··· 文書の一節 ···

2014年5月17日土曜日

モロダヤ・グヴァルジヤ派

 1970年代半ばから80年代にかけてのロシアSF史を叙述するうえで、モロダヤ・グヴァルジヤ派(молодогвардейцы)のことは避けて通れない。
 モロダヤ・グヴァルジヤというのは出版社の名前で、ロシア革命後まもない1922年に設立された由緒ある出版社である。1920年代にはピオネールやコムソモール運動のなかで主導的な地位を占めた。1987年までコムソモールの中央委員会の出版部門であった。

··· データ行 ···

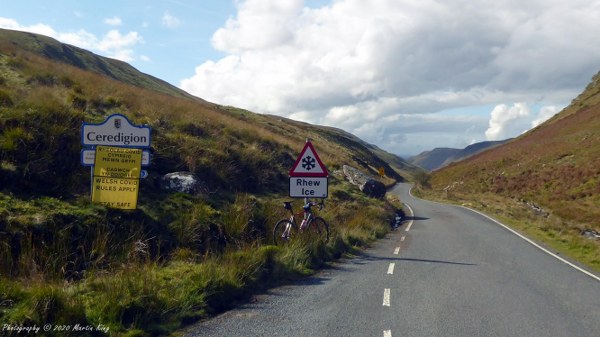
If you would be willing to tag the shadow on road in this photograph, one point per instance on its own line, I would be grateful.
(435, 261)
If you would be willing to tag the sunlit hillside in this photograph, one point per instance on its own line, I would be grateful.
(178, 257)
(547, 181)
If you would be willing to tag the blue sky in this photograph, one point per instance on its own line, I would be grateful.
(407, 76)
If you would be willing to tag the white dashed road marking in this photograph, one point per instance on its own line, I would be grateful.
(386, 297)
(391, 269)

···

上にあるモロダヤ・グヴァルジヤ派についての文書の一節を、一字も変えずに最初から最後まで打ち直してください。

2014年5月17日土曜日

モロダヤ・グヴァルジヤ派

 1970年代半ばから80年代にかけてのロシアSF史を叙述するうえで、モロダヤ・グヴァルジヤ派(молодогвардейцы)のことは避けて通れない。
 モロダヤ・グヴァルジヤというのは出版社の名前で、ロシア革命後まもない1922年に設立された由緒ある出版社である。1920年代にはピオネールやコムソモール運動のなかで主導的な地位を占めた。1987年までコムソモールの中央委員会の出版部門であった。